# THE PROBLEM
A line below contains "target | open field on hillside", and a later one contains "target | shrub". Repeat both, with every line between them, exactly.

# THE DATA

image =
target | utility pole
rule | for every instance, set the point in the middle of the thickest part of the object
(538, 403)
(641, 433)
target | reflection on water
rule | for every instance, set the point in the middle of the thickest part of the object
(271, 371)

...

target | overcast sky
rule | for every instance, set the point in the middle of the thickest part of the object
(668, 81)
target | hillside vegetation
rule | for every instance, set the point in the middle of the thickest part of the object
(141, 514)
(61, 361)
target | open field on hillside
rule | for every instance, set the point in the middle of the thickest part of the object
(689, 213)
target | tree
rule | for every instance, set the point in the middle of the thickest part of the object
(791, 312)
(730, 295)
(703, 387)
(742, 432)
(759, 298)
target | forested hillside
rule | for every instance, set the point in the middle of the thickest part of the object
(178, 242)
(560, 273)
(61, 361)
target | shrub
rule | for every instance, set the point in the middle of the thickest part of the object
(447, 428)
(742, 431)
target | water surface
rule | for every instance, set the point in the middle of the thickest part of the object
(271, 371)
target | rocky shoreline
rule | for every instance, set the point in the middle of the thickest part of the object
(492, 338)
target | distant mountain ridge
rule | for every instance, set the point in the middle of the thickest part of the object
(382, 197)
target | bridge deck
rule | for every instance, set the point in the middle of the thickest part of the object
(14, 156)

# SOLVED EXERCISE
target | open field on hillside
rule | for every instance, set the point in the middle of the thickest part of the object
(689, 213)
target | tree
rule | for every instance, set the point in the middle of the thickest part of the object
(791, 312)
(730, 295)
(703, 387)
(742, 432)
(759, 298)
target | forested hillside
rule | for every instance, set the point in the middle of the thickest part of the object
(178, 242)
(560, 273)
(61, 361)
target | shrub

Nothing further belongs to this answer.